▶ _FRAGMENTO MOSTRADO_
══════════

En este sentido, resulta interesante discutir si todo el conocimiento generado como ciencia básica tiene que poder ser aplicado de forma directa o indirecta al desarrollo tecnológico. Pensemos, por ejemplo, en los científicos que estudian el cosmos, la formación de las galaxias o la vida en otros planetas. Aquellos que estudian los procesos geológicos que intervinieron en la formación del planeta Tierra o aquellos que estudian a los dinosaurios y diferentes aspectos de su biología y formas de vincularse al medio donde vivieron hace millones de años atrás ¿Estos estudios son menos importantes que las que se hacen, por ejemplo, para el diseño de satélites, vacunas, inteligencias artificiales o cualquier otra línea que se considere aplicada y que tengan un impacto social directo?

La importancia de la ciencia básica para el desarrollo soberano de un país

La respuesta quizás más obvia es que todo conocimiento científico validado contribuye de una u otra forma al desarrollo de una sociedad. La ciencia y la tecnología están íntimamente conectadas con el desarrollo de un país soberano porque permiten encontrar soluciones a problemas que tienen que ver, por ejemplo, con la provisión de alimentos, la producción de energías renovables, el tratamiento de enfermedades o mejores formas de educar. Estamos atravesados por el cambio climático, el incremento de la población humana, el aumento de la contaminación y la degradación de los ecosistemas naturales y la desigualdad de clases. En este contexto, el desarrollo científico tecnológico también aparece como una herramienta necesaria para dirigir decisiones administrativas que se traducen en políticas públicas que favorecen el desarrollo de un país. Sophie Beernaerts (directora de la Agencia Ejecutiva Europea en Educación y Cultura) resalta además que el conocimiento científico nos permite comprender mejor nuestro mundo, nuestro entorno, y nos brinda sabiduría de cómo vivir de manera sostenible. Queremos que la ciencia nos ayude a distinguir los hechos de la ficción, las mentiras de las verdades, en un mundo que la exposición excesiva a la información a través de las redes sociales se ha vuelta una norma.

Sin lugar a duda, existe una conexión clara entre el crecimiento económico y la inversión en ciencia y tecnología, algo que puede comprobarse de manera tangible. Desde la Revolución Industrial, los países que hoy se consideran desarrollados han sido aquellos que han destinado mayores recursos a la ciencia, como Estados Unidos, Japón y Alemania, donde la inversión en este campo supera el 3% del PBI. Por el contrario, en los países en desarrollo, una baja inversión conlleva la pérdida de oportunidades y enfrenta a amenazas vinculadas como son la seguridad alimentaria, el mantenimiento de los ecosistemas y los servicios que estos brindan, o la degradación de la salud pública.

══════════

▶ _EXTRACTO DE DATOS_
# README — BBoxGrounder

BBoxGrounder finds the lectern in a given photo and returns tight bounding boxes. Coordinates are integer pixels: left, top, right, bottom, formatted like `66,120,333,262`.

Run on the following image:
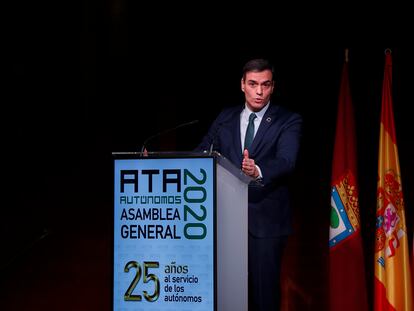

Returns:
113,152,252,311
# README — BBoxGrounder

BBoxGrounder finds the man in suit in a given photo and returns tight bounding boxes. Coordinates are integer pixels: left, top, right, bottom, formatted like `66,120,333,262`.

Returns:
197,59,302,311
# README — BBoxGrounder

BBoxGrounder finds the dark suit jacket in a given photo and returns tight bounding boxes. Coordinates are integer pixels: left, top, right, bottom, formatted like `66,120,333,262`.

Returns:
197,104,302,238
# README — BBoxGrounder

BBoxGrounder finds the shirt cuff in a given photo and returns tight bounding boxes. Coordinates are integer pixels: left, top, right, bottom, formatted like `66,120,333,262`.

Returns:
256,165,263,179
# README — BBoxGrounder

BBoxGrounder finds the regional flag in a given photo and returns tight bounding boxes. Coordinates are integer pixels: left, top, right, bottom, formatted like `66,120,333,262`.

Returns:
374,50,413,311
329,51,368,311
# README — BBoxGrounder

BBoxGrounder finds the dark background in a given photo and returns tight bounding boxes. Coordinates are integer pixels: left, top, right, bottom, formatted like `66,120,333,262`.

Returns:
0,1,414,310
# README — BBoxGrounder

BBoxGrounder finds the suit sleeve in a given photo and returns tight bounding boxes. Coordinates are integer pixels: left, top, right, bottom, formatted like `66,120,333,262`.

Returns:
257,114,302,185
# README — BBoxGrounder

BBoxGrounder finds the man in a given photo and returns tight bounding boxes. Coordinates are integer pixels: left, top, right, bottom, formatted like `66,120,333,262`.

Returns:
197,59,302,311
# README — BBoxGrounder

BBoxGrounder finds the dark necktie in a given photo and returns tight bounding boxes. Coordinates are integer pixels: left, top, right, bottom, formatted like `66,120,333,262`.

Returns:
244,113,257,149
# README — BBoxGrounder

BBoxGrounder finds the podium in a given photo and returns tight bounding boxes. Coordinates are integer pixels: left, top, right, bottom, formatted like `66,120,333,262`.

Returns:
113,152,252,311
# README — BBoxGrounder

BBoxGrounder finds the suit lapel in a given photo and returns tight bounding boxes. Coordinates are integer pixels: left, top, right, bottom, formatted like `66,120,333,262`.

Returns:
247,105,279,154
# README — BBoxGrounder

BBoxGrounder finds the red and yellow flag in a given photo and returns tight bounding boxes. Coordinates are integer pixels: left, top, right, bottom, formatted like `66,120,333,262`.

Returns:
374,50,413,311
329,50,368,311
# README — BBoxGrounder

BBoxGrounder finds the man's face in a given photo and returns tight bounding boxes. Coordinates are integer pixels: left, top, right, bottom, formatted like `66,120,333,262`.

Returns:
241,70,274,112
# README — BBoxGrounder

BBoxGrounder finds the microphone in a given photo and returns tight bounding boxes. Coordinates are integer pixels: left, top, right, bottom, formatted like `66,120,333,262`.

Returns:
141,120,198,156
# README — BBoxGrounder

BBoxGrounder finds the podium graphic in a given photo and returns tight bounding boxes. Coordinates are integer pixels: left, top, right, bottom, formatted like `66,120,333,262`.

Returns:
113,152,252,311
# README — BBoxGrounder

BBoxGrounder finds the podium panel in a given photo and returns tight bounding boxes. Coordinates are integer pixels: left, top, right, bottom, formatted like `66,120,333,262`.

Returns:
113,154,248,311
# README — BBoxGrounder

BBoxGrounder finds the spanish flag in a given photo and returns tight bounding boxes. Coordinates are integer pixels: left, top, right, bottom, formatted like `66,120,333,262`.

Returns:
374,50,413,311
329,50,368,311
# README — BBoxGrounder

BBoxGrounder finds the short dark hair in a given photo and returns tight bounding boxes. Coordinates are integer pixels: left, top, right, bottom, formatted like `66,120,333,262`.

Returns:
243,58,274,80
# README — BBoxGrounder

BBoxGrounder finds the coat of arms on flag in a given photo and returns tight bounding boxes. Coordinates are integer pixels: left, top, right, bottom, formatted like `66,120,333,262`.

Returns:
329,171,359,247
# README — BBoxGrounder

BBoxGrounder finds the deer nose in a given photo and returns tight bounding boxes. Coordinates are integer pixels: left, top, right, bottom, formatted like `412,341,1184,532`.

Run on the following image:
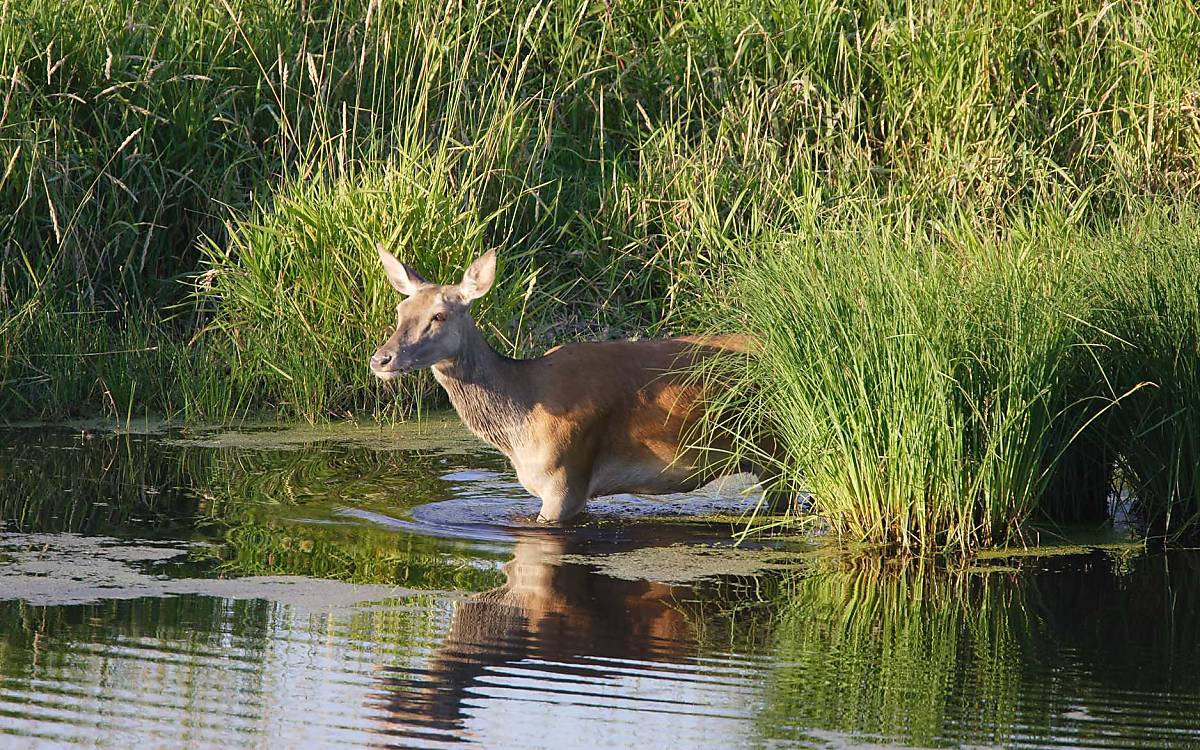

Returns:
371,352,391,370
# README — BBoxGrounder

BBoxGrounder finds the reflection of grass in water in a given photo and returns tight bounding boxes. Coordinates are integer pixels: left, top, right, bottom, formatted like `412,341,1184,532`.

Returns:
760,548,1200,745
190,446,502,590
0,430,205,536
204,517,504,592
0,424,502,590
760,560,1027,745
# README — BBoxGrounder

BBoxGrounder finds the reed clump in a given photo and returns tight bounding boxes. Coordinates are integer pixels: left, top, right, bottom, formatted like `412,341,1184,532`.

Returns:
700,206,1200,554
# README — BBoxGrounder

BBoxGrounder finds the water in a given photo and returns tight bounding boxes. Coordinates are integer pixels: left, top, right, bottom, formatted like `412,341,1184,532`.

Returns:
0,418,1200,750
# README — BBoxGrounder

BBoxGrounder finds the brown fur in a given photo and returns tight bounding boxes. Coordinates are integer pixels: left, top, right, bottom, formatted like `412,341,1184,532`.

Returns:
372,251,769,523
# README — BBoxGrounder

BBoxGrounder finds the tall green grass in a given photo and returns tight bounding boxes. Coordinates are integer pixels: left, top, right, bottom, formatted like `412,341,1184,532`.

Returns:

══════════

▶ _TAREAS POR RESOLVER_
[a] Explica en una a tres oraciones por qué, según el texto sobre la ciencia básica, la ciencia y la tecnología están íntimamente conectadas con el desarrollo de un país soberano.
[b] Indica qué países menciona el texto sobre la ciencia básica como aquellos donde la inversión en ciencia supera el 3% del PBI.
[c] Continúa el texto sobre la ciencia básica y el desarrollo de un país a partir de su última oración.

▶ _RESULTADOS DE TAREAS_
[a] Según el texto, están conectadas porque permiten encontrar soluciones a problemas como la provisión de alimentos, la producción de energías renovables, el tratamiento de enfermedades o mejores formas de educar.

[b] Estados Unidos, Japón y Alemania.

[c]
En términos más específicos, en las próximas décadas la producción de alimentos deberá duplicarse para satisfacer la creciente demanda, superando desafíos como mejorar la resistencia a la sequía, plagas, salinidad y temperaturas extremas; aumentar el contenido nutricional y reducir las pérdidas tras la cosecha, todo de manera sostenible desde una perspectiva ambiental y social para también garantizar sostenibilidad a las generaciones futuras. En el ámbito de la salud, enfermedades transmitidas por vectores y agua, la falta de asistencia sanitaria adecuada y las carencias en la atención materna e infantil aún continúan imponiendo una enorme carga sobre los países en desarrollo. Requiriendo de este modo avanzar en la generación de conocimiento que pueda dar respuesta a estas problemáticas.

Generar nuevo conocimiento científico nos empodera como sociedad al permitirnos conocer nuestro entorno, manipularlo y usarlo a nuestro a favor. No obstante, caer en la falsa dicotomía de ciencia básica-ciencia aplicada es sin dudas absurda y nos empobrece como sociedad. “La ciencia no es cara, cara es la ignorancia”, decía Bernardo Houssay, médico argentino, ganador del premio Nobel y miembro fundador del Consejo Nacional de Ciencia y Tecnología (CONICET).

Diego Frau investigador de CONICET en el Instituto Nacional de Limnología (INALI, CONICET-UNL). Santa Fe, Argentina.